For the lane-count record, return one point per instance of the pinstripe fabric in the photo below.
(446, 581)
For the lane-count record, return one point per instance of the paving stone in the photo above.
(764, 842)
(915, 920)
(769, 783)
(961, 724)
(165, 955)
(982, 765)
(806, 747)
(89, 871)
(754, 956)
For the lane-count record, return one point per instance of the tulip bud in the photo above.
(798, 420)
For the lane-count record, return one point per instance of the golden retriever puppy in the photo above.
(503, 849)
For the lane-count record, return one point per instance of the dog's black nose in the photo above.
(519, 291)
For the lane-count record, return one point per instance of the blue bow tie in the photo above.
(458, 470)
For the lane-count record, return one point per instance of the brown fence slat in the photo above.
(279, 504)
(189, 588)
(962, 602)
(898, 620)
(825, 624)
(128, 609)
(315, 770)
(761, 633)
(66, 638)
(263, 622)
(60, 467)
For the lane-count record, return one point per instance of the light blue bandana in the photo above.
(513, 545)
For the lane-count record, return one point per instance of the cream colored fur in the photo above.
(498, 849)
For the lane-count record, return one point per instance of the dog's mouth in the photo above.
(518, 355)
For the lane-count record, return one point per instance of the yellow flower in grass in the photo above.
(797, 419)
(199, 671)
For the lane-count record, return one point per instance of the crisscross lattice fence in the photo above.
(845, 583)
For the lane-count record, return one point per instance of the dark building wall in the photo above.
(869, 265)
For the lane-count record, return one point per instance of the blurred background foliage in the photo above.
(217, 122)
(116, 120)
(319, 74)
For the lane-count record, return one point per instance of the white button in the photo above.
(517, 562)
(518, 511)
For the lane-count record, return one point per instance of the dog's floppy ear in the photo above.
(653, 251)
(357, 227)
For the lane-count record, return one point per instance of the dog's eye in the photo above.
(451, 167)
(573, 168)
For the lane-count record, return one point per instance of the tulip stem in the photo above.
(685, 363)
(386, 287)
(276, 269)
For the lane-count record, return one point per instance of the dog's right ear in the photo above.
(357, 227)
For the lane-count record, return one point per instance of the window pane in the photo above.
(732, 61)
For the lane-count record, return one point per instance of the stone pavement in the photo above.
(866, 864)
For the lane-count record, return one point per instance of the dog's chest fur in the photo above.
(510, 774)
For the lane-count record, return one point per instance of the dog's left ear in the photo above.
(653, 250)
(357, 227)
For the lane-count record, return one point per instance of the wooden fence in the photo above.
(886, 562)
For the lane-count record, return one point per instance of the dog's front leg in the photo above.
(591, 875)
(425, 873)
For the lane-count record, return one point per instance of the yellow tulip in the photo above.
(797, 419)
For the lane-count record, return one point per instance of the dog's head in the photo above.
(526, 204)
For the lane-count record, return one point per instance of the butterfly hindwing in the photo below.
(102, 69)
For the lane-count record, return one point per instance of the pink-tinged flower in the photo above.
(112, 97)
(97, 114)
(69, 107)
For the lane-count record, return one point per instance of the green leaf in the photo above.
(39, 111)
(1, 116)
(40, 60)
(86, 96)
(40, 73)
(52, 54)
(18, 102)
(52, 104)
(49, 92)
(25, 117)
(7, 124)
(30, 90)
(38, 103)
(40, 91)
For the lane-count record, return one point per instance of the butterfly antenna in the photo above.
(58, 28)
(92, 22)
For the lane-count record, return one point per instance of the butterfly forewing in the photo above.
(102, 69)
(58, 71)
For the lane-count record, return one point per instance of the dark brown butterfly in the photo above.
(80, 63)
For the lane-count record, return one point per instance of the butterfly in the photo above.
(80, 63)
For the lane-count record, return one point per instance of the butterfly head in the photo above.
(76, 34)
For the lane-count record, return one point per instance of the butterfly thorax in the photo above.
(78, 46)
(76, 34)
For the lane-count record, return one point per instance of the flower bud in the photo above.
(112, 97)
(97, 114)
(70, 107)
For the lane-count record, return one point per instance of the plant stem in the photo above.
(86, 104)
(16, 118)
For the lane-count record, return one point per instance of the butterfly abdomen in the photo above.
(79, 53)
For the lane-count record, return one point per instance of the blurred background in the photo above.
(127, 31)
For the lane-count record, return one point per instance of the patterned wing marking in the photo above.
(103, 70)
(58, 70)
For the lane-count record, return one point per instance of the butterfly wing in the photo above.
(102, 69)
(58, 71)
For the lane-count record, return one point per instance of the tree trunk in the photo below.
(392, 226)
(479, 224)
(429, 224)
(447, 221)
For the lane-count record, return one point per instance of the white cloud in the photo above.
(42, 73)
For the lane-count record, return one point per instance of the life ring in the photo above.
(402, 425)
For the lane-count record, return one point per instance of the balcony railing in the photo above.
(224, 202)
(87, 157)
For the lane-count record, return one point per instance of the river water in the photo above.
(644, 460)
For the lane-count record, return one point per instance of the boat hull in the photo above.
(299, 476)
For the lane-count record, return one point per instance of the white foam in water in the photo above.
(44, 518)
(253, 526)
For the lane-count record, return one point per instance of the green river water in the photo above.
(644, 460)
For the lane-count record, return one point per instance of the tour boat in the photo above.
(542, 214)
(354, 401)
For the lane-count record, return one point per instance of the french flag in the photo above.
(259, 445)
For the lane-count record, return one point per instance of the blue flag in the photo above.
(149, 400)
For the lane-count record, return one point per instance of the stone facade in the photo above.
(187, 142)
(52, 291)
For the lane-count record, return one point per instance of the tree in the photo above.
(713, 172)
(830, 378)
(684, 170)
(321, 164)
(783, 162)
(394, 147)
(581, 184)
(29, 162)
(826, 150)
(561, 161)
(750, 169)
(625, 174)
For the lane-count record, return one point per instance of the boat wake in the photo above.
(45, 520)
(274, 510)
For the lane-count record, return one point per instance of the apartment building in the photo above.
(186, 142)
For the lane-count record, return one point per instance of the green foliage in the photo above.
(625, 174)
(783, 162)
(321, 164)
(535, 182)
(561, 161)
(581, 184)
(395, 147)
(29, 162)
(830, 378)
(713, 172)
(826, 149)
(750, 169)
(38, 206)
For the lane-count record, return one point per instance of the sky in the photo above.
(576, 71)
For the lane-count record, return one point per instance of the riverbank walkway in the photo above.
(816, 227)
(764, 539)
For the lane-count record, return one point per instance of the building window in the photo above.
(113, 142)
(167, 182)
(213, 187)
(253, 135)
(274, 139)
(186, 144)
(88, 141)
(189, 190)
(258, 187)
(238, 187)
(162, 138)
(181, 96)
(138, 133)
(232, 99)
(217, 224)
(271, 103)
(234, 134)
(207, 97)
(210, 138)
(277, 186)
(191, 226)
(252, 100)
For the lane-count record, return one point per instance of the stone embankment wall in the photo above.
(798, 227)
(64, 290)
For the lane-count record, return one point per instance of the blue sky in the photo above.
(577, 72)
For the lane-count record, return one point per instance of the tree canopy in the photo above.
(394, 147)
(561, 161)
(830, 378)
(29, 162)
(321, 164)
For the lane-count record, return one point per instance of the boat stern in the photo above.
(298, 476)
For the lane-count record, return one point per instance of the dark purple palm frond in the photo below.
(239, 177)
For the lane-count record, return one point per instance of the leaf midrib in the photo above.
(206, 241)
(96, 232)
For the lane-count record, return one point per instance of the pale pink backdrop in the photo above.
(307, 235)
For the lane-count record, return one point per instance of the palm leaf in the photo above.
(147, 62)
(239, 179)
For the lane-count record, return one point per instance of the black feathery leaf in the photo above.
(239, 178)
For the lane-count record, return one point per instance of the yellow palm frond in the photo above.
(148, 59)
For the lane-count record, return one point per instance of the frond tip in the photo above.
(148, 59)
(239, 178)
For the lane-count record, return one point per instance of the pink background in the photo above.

□ □ □

* [DIRECTIONS FOR THIS TASK]
Please transcribe each entry exactly, keeping every word as it is.

* [ANSWER TO THIS PROBLEM]
For the lane-count record, return one point per instance of the pinstripe fabric in the photo below.
(446, 581)
For the lane-count record, return one point per instance of the paving stone in the photo above.
(764, 842)
(915, 920)
(769, 783)
(961, 724)
(165, 955)
(982, 765)
(806, 747)
(89, 871)
(754, 956)
For the lane-count record, return one point per instance of the tulip bud in the photo above.
(798, 420)
For the lane-count record, return one point per instance of the golden retriever puppy in the photo above.
(503, 849)
For the lane-count record, return one point per instance of the dog's black nose in the photo above.
(519, 291)
For the lane-count record, return one point per instance of the blue bow tie in the photo above.
(458, 470)
For the lane-count record, return one point per instance of the brown fence slat in the photo above.
(279, 504)
(189, 588)
(962, 602)
(898, 620)
(825, 624)
(128, 609)
(315, 770)
(761, 633)
(66, 638)
(263, 622)
(60, 467)
For the lane-count record, return one point per instance of the light blue bandana in the photo above.
(513, 545)
For the lane-count record, return one point per instance of the cream colored fur in the photo above.
(498, 849)
For the lane-count record, return one point per instance of the dog's mouth in the photo above.
(518, 355)
For the lane-count record, return one point per instance of the yellow flower in grass in the photo above.
(797, 419)
(199, 671)
For the lane-count record, return one point per instance of the crisscross lattice fence in the photo above.
(845, 583)
For the lane-count record, return one point per instance of the dark building wall in the photo above.
(869, 265)
For the lane-count record, return one point per instance of the blurred background foliage in the photo above.
(217, 122)
(116, 120)
(319, 74)
For the lane-count record, return one point per instance of the white button in the photo above.
(517, 562)
(518, 511)
For the lane-count record, return one point per instance of the dog's floppy ear in the photo above.
(653, 251)
(357, 227)
For the lane-count record, return one point per instance of the dog's eye in the photo above.
(451, 167)
(573, 168)
For the lane-count record, return one point per instance of the tulip stem in the photo above.
(685, 363)
(386, 287)
(276, 269)
For the lane-count record, return one point per instance of the dog's right ear in the photo above.
(357, 227)
For the lane-count record, return one point per instance of the window pane in the photo above.
(732, 61)
For the lane-count record, return one point per instance of the stone pavement in the photo above.
(866, 864)
For the lane-count record, return one point per instance of the dog's chest fur in the photo above.
(510, 774)
For the lane-count record, return one point per instance of the dog's left ear in the photo above.
(653, 250)
(357, 227)
For the lane-count record, return one point per instance of the wooden fence in the photo above.
(886, 562)
For the lane-count record, return one point per instance of the dog's front leg in the photo above.
(591, 875)
(425, 873)
For the lane-count record, return one point per instance of the yellow tulip in the photo above.
(797, 419)
For the lane-count record, return one point per instance of the dog's head in the photo above.
(526, 204)
For the lane-count record, return one point per instance of the butterfly hindwing in the photo below.
(102, 69)
For the lane-count record, return one point per instance of the pink-tinged flower in the photo above.
(112, 97)
(97, 114)
(69, 107)
For the lane-count record, return one point per instance of the green leaf in the photo above.
(39, 111)
(1, 116)
(40, 60)
(86, 96)
(40, 73)
(52, 54)
(18, 102)
(52, 104)
(49, 92)
(25, 117)
(7, 124)
(30, 90)
(38, 103)
(40, 91)
For the lane-count record, return one point per instance of the butterfly antenna in the photo above.
(58, 28)
(92, 22)
For the lane-count record, return one point per instance of the butterfly forewing in the photo above.
(102, 69)
(58, 71)
For the lane-count record, return one point per instance of the dark brown butterfly in the photo above.
(80, 63)
For the lane-count record, return one point per instance of the butterfly in the photo above.
(80, 63)
For the lane-count record, return one point per instance of the butterfly head in the photo above.
(76, 34)
For the lane-count record, return one point per instance of the butterfly thorax in the photo above.
(78, 46)
(76, 34)
For the lane-count record, return one point per instance of the flower bud in the photo above.
(112, 97)
(97, 114)
(70, 107)
For the lane-count record, return one point per instance of the plant stem in the photo above.
(86, 104)
(16, 118)
For the lane-count record, return one point per instance of the butterfly abdomen in the photo above.
(79, 53)
For the lane-count record, return one point per instance of the blurred background in the photo above.
(127, 31)
For the lane-count record, return one point per instance of the patterned wing marking in the photo above.
(103, 70)
(58, 70)
For the lane-count record, return one point per instance of the butterfly wing in the photo above.
(102, 69)
(58, 71)
For the lane-count record, return one point per instance of the tree trunk in the photo below.
(392, 226)
(479, 224)
(429, 224)
(447, 221)
For the lane-count record, return one point per instance of the white cloud in the photo above.
(42, 73)
For the lane-count record, return one point per instance of the life ring in the photo above.
(402, 425)
For the lane-count record, return one point per instance of the balcony railing in the photo above.
(224, 202)
(87, 157)
For the lane-count record, return one point per instance of the river water in the photo above.
(644, 460)
For the lane-count record, return one point per instance of the boat hull in the photo above.
(299, 476)
For the lane-count record, return one point per instance of the white foam in water in the photo above.
(44, 518)
(253, 526)
For the lane-count record, return one point per instance of the green river water in the photo above.
(644, 460)
For the lane-count record, return one point per instance of the tour boat in the photo above.
(542, 214)
(354, 401)
For the lane-count record, return one point per instance of the french flag in the photo above.
(259, 445)
For the lane-count record, return one point per instance of the blue flag in the photo above.
(149, 400)
For the lane-count record, return one point per instance of the stone facade in the photo above.
(187, 142)
(52, 291)
For the lane-count record, return one point per instance of the tree in the photo above.
(713, 172)
(830, 378)
(684, 170)
(321, 164)
(783, 162)
(394, 147)
(581, 184)
(29, 162)
(826, 150)
(561, 161)
(750, 169)
(625, 174)
For the lane-count record, return one point per instance of the boat wake in the photo above.
(45, 520)
(274, 510)
For the lane-count record, return one point per instance of the apartment building in the photo above.
(186, 142)
For the lane-count record, return one point per instance of the green foliage in the photo above.
(625, 174)
(783, 162)
(321, 164)
(535, 182)
(561, 161)
(581, 184)
(395, 147)
(29, 162)
(830, 378)
(713, 172)
(826, 149)
(750, 169)
(38, 206)
For the lane-count record, return one point per instance of the sky in the photo above.
(576, 71)
For the lane-count record, return one point per instance of the riverbank walkway in the photo above.
(816, 227)
(764, 539)
For the lane-count record, return one point per instance of the building window in the photo above.
(113, 142)
(167, 182)
(213, 187)
(253, 135)
(274, 139)
(186, 144)
(88, 141)
(189, 190)
(258, 187)
(238, 187)
(162, 138)
(181, 96)
(138, 133)
(232, 99)
(217, 224)
(271, 103)
(234, 134)
(207, 97)
(210, 138)
(277, 186)
(191, 226)
(252, 100)
For the lane-count record, return one point per instance of the stone embankment wall in the photo above.
(798, 227)
(64, 290)
For the lane-count record, return one point per instance of the blue sky in the photo above.
(577, 72)
For the lane-count record, return one point per instance of the tree canopy in the photo above.
(394, 147)
(561, 161)
(830, 378)
(29, 162)
(321, 164)
For the lane-count record, return one point per instance of the boat stern in the photo above.
(298, 476)
For the lane-count record, return one point per instance of the dark purple palm frond in the photo below.
(239, 177)
For the lane-count record, return one point per instance of the leaf midrib in the photo above.
(206, 241)
(96, 232)
For the lane-count record, return one point per instance of the pale pink backdrop in the photo above.
(307, 235)
For the lane-count record, return one point per instance of the palm leaf in the photo above.
(147, 62)
(239, 179)
For the lane-count record, return one point per instance of the black feathery leaf in the photo above.
(239, 178)
For the lane-count record, return one point per instance of the yellow palm frond in the photo above.
(148, 59)
For the lane-count record, return one point per instance of the frond tip in the photo above.
(148, 59)
(239, 178)
For the lane-count record, return one point per instance of the pink background in the photo above.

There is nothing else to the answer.